**TASK TO CARRY OUT**
Render every line of the data below as a Markdown table with the columns Row and Line, numbering the rows and skipping any blank lines. Omit the pictures.

## START DATA PROVIDED

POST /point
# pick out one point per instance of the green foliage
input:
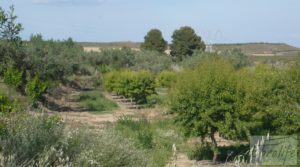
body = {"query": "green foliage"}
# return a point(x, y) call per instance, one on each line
point(35, 88)
point(272, 96)
point(9, 29)
point(156, 137)
point(151, 61)
point(43, 141)
point(26, 136)
point(215, 97)
point(166, 79)
point(144, 134)
point(95, 101)
point(184, 42)
point(208, 100)
point(131, 84)
point(201, 153)
point(13, 77)
point(52, 60)
point(7, 105)
point(226, 153)
point(154, 41)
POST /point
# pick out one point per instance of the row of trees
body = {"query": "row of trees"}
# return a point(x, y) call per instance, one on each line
point(217, 98)
point(30, 65)
point(184, 42)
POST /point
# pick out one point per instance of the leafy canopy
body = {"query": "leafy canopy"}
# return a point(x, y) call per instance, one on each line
point(184, 42)
point(154, 41)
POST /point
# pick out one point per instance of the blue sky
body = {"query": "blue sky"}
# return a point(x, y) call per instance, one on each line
point(217, 21)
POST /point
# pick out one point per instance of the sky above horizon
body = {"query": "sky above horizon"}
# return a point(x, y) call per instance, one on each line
point(216, 21)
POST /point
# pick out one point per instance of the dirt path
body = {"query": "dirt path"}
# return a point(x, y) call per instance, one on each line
point(70, 111)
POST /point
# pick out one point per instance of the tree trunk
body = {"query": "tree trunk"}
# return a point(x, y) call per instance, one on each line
point(214, 146)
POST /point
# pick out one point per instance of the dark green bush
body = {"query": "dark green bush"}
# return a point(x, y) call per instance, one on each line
point(26, 136)
point(52, 60)
point(131, 84)
point(143, 134)
point(201, 153)
point(13, 77)
point(35, 88)
point(7, 105)
point(166, 79)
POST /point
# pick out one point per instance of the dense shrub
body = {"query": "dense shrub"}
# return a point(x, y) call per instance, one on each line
point(35, 88)
point(166, 79)
point(52, 60)
point(272, 95)
point(43, 141)
point(7, 105)
point(13, 77)
point(154, 41)
point(26, 136)
point(131, 84)
point(208, 100)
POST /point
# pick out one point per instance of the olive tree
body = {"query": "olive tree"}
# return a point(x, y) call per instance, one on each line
point(154, 41)
point(207, 101)
point(184, 42)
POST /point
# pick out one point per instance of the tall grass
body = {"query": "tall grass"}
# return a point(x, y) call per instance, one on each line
point(44, 141)
point(156, 137)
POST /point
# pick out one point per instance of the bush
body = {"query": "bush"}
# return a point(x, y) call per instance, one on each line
point(35, 88)
point(166, 79)
point(131, 84)
point(201, 153)
point(13, 77)
point(26, 136)
point(7, 105)
point(52, 60)
point(43, 141)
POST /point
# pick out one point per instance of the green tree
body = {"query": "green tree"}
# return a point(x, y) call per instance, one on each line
point(9, 29)
point(154, 41)
point(208, 100)
point(184, 42)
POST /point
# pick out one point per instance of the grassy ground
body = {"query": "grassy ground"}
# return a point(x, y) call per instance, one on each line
point(94, 101)
point(155, 138)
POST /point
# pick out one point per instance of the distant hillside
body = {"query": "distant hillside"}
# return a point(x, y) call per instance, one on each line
point(260, 49)
point(252, 49)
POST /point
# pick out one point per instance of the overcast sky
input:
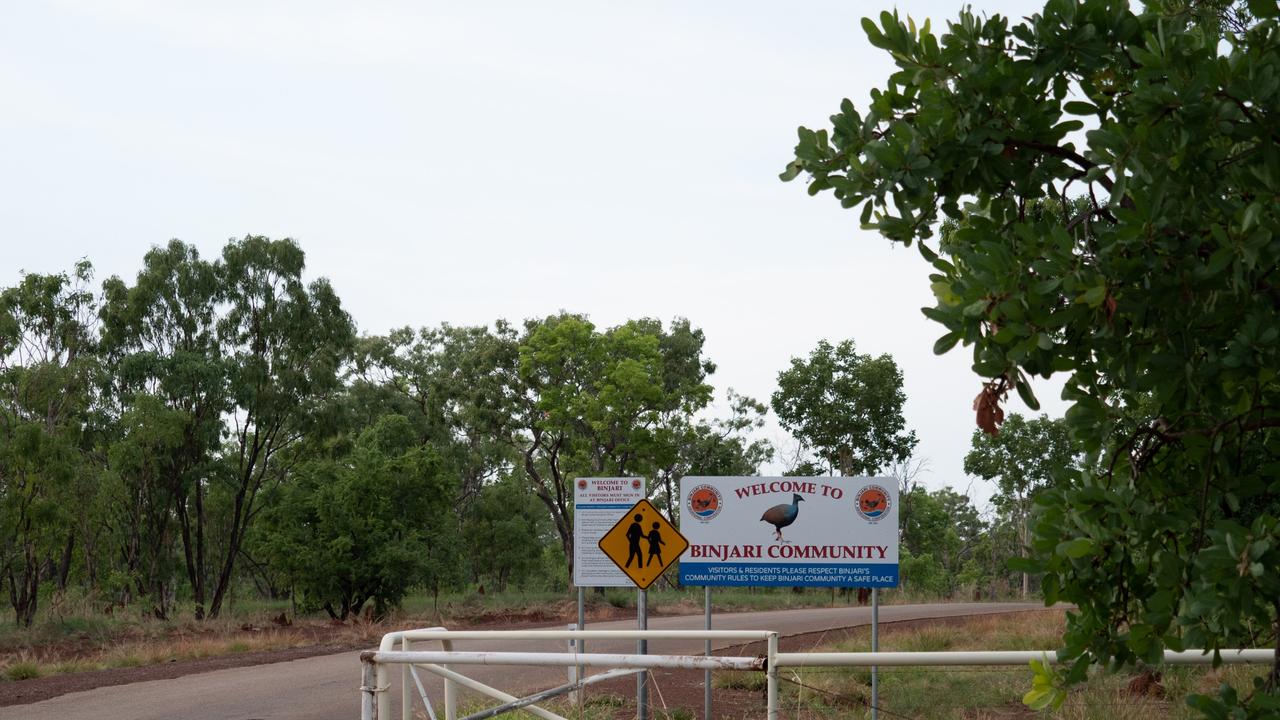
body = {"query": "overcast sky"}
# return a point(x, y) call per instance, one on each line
point(469, 162)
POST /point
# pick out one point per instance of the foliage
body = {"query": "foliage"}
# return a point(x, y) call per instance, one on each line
point(48, 367)
point(940, 532)
point(504, 532)
point(1024, 459)
point(1157, 297)
point(368, 527)
point(846, 408)
point(167, 377)
point(592, 402)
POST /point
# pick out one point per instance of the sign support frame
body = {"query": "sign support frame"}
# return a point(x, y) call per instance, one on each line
point(643, 648)
point(874, 648)
point(707, 674)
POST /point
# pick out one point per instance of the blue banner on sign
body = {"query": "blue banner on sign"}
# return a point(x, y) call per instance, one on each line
point(763, 574)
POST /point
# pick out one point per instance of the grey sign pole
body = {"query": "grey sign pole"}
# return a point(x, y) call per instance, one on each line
point(874, 648)
point(707, 674)
point(643, 648)
point(580, 646)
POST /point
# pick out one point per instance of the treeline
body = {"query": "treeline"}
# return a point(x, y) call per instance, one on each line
point(219, 424)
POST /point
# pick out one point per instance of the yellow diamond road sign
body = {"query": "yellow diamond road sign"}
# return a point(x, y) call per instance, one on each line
point(644, 543)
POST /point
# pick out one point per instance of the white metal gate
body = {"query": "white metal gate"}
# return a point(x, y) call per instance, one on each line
point(398, 648)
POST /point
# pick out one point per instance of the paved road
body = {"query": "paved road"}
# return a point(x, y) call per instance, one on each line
point(327, 687)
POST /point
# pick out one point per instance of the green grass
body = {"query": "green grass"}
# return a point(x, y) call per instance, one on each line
point(22, 670)
point(968, 693)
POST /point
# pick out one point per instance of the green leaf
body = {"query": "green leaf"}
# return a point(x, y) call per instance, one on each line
point(1073, 548)
point(1024, 391)
point(1093, 296)
point(1265, 8)
point(946, 342)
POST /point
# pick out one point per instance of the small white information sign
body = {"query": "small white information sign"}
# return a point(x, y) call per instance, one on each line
point(598, 504)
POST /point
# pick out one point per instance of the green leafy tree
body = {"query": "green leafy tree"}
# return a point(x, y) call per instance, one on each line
point(713, 447)
point(453, 382)
point(1157, 297)
point(48, 370)
point(940, 533)
point(506, 531)
point(593, 402)
point(168, 372)
point(368, 527)
point(284, 342)
point(846, 408)
point(1023, 459)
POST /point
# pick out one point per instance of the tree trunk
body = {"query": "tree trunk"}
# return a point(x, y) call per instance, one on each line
point(1022, 552)
point(65, 565)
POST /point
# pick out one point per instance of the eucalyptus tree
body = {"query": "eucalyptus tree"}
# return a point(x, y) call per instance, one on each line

## END DATA PROVIDED

**RESULT OF THE TASK**
| Row | Line |
|---|---|
| 1 | POST /point |
| 2 | # pick out one point per instance of the green foliage |
| 3 | input: |
| 4 | body = {"query": "green foliage"} |
| 5 | # return a point(x, y) call per instance, one on each line |
| 6 | point(35, 88) |
| 7 | point(272, 96) |
| 8 | point(9, 29) |
| 9 | point(156, 137) |
| 10 | point(151, 61) |
| 11 | point(43, 141) |
| 12 | point(26, 136) |
| 13 | point(215, 97) |
| 14 | point(166, 79) |
| 15 | point(144, 134) |
| 16 | point(95, 101) |
| 17 | point(184, 42) |
| 18 | point(208, 100) |
| 19 | point(131, 84) |
| 20 | point(201, 153) |
| 21 | point(13, 77) |
| 22 | point(52, 60) |
| 23 | point(7, 105) |
| 24 | point(226, 153) |
| 25 | point(154, 41) |
| 26 | POST /point |
| 27 | # pick out one point per instance of the row of trees |
| 28 | body = {"query": "row of trees"} |
| 29 | # return a point(x, y) call per instance, one on each line |
| 30 | point(217, 98) |
| 31 | point(30, 65) |
| 32 | point(184, 42) |
| 33 | POST /point |
| 34 | # pick out one point per instance of the leafy canopy |
| 35 | body = {"query": "leafy canopy"} |
| 36 | # return a point(x, y) call per instance, one on each line |
| 37 | point(184, 42) |
| 38 | point(154, 41) |
| 39 | POST /point |
| 40 | # pick out one point per instance of the blue sky |
| 41 | body = {"query": "blue sky"} |
| 42 | # return a point(x, y) call per instance, one on each line |
| 43 | point(217, 21) |
| 44 | POST /point |
| 45 | # pick out one point per instance of the sky above horizon |
| 46 | body = {"query": "sky above horizon"} |
| 47 | # return a point(x, y) call per instance, one on each line |
| 48 | point(216, 21) |
| 49 | POST /point |
| 50 | # pick out one point per instance of the dirt path |
| 51 | body = {"query": "dirt path"} |
| 52 | # return a point(x, y) call per instance, one on each line |
| 53 | point(70, 111) |
| 54 | POST /point |
| 55 | # pick out one point per instance of the tree trunk |
| 56 | body = {"query": "tree trunk"} |
| 57 | # return a point(x, y) call per instance, one on each line |
| 58 | point(214, 146) |
| 59 | POST /point |
| 60 | # pick out one point per instance of the dark green bush |
| 61 | body = {"query": "dark green bush"} |
| 62 | # return a point(x, y) call per instance, one on each line |
| 63 | point(26, 136) |
| 64 | point(52, 60) |
| 65 | point(131, 84) |
| 66 | point(143, 134) |
| 67 | point(201, 153) |
| 68 | point(13, 77) |
| 69 | point(35, 88) |
| 70 | point(7, 105) |
| 71 | point(166, 79) |
| 72 | POST /point |
| 73 | # pick out one point per instance of the dense shrub |
| 74 | body = {"query": "dense shrub"} |
| 75 | # return a point(x, y) call per instance, one on each line |
| 76 | point(35, 88) |
| 77 | point(166, 79) |
| 78 | point(52, 60) |
| 79 | point(272, 95) |
| 80 | point(43, 141) |
| 81 | point(7, 105) |
| 82 | point(13, 77) |
| 83 | point(154, 41) |
| 84 | point(26, 136) |
| 85 | point(131, 84) |
| 86 | point(208, 100) |
| 87 | POST /point |
| 88 | # pick out one point per instance of the olive tree |
| 89 | body = {"query": "olive tree"} |
| 90 | # return a point(x, y) call per instance, one on each line |
| 91 | point(154, 41) |
| 92 | point(207, 101) |
| 93 | point(184, 42) |
| 94 | POST /point |
| 95 | # pick out one point per instance of the tall grass |
| 96 | body = {"query": "tall grass"} |
| 97 | # return a point(x, y) call per instance, one on each line |
| 98 | point(44, 141) |
| 99 | point(156, 137) |
| 100 | POST /point |
| 101 | # pick out one point per instance of the bush |
| 102 | body = {"query": "bush"} |
| 103 | # return a point(x, y) call per instance, one on each line |
| 104 | point(35, 88) |
| 105 | point(166, 79) |
| 106 | point(131, 84) |
| 107 | point(201, 153) |
| 108 | point(13, 77) |
| 109 | point(26, 136) |
| 110 | point(7, 105) |
| 111 | point(52, 60) |
| 112 | point(43, 141) |
| 113 | POST /point |
| 114 | # pick out one point per instance of the green tree |
| 115 | body = {"query": "green tree"} |
| 116 | # return a point(x, y) call per instance, one on each line |
| 117 | point(9, 29) |
| 118 | point(154, 41) |
| 119 | point(208, 100) |
| 120 | point(184, 42) |
| 121 | POST /point |
| 122 | # pick out one point per instance of the grassy ground |
| 123 | body = {"query": "grassy ground"} |
| 124 | # return a point(x, y) call per instance, one on each line |
| 125 | point(94, 101) |
| 126 | point(155, 138) |
| 127 | POST /point |
| 128 | # pick out one point per instance of the distant hillside |
| 129 | body = {"query": "distant hillside"} |
| 130 | # return a point(x, y) call per instance, one on each line |
| 131 | point(260, 49) |
| 132 | point(252, 49) |
| 133 | POST /point |
| 134 | # pick out one point per instance of the overcast sky |
| 135 | input: |
| 136 | body = {"query": "overcast sky"} |
| 137 | # return a point(x, y) call per instance, one on each line |
| 138 | point(469, 162) |
| 139 | POST /point |
| 140 | # pick out one point per instance of the foliage |
| 141 | body = {"query": "foliage"} |
| 142 | # return a point(x, y) call per instance, one on each line |
| 143 | point(48, 367) |
| 144 | point(940, 532) |
| 145 | point(504, 532) |
| 146 | point(1024, 459) |
| 147 | point(1157, 297) |
| 148 | point(368, 527) |
| 149 | point(846, 408) |
| 150 | point(167, 377) |
| 151 | point(592, 402) |
| 152 | POST /point |
| 153 | # pick out one point per instance of the sign support frame |
| 154 | body = {"query": "sign support frame"} |
| 155 | # return a point(x, y) call per instance, one on each line |
| 156 | point(643, 648) |
| 157 | point(874, 648) |
| 158 | point(707, 674) |
| 159 | POST /point |
| 160 | # pick out one point per instance of the blue banner on sign |
| 161 | body = {"query": "blue banner on sign"} |
| 162 | # return a point(x, y) call per instance, one on each line |
| 163 | point(763, 574) |
| 164 | POST /point |
| 165 | # pick out one point per instance of the grey sign pole |
| 166 | body = {"query": "grey sign pole"} |
| 167 | # return a point(x, y) call per instance, one on each line |
| 168 | point(874, 648) |
| 169 | point(707, 674) |
| 170 | point(643, 648) |
| 171 | point(580, 646) |
| 172 | POST /point |
| 173 | # pick out one point per instance of the treeline |
| 174 | body = {"query": "treeline"} |
| 175 | # return a point(x, y) call per instance, one on each line |
| 176 | point(219, 424) |
| 177 | POST /point |
| 178 | # pick out one point per instance of the yellow diamond road sign |
| 179 | body = {"query": "yellow diamond road sign"} |
| 180 | # return a point(x, y) call per instance, one on each line |
| 181 | point(644, 543) |
| 182 | POST /point |
| 183 | # pick out one point per instance of the white metal gate |
| 184 | body = {"query": "white metal gate"} |
| 185 | # return a point(x, y) call per instance, one on each line |
| 186 | point(398, 648) |
| 187 | POST /point |
| 188 | # pick out one point per instance of the paved road |
| 189 | body = {"query": "paved road"} |
| 190 | # return a point(x, y) call per instance, one on each line |
| 191 | point(327, 687) |
| 192 | POST /point |
| 193 | # pick out one point per instance of the green grass |
| 194 | body = {"query": "green grass"} |
| 195 | # return a point(x, y) call per instance, one on each line |
| 196 | point(22, 670) |
| 197 | point(968, 693) |
| 198 | POST /point |
| 199 | # pick out one point per instance of the green leaf |
| 200 | body = {"query": "green leaf"} |
| 201 | # return a point(x, y) call per instance, one on each line |
| 202 | point(1073, 548) |
| 203 | point(1024, 391) |
| 204 | point(1093, 296) |
| 205 | point(1265, 8) |
| 206 | point(946, 342) |
| 207 | POST /point |
| 208 | # pick out one point per instance of the small white information sign |
| 209 | body = {"query": "small white information sign"} |
| 210 | # return a point(x, y) call per instance, one on each line |
| 211 | point(598, 504) |
| 212 | POST /point |
| 213 | # pick out one point per instance of the green leafy tree |
| 214 | body = {"query": "green leafy tree"} |
| 215 | # return a point(x, y) call per instance, one on each line |
| 216 | point(713, 447) |
| 217 | point(453, 382) |
| 218 | point(1157, 297) |
| 219 | point(48, 370) |
| 220 | point(940, 533) |
| 221 | point(506, 531) |
| 222 | point(593, 402) |
| 223 | point(168, 372) |
| 224 | point(368, 527) |
| 225 | point(284, 342) |
| 226 | point(846, 408) |
| 227 | point(1023, 459) |
| 228 | POST /point |
| 229 | # pick out one point per instance of the tree trunk |
| 230 | body = {"query": "tree trunk"} |
| 231 | # return a point(x, y) call per instance, one on each line |
| 232 | point(1022, 552) |
| 233 | point(65, 565) |
| 234 | POST /point |
| 235 | # pick out one point per instance of the eucalyptus tree |
| 236 | body = {"query": "eucalyptus tree"} |
| 237 | # return a point(x, y) call per instance, one on each line |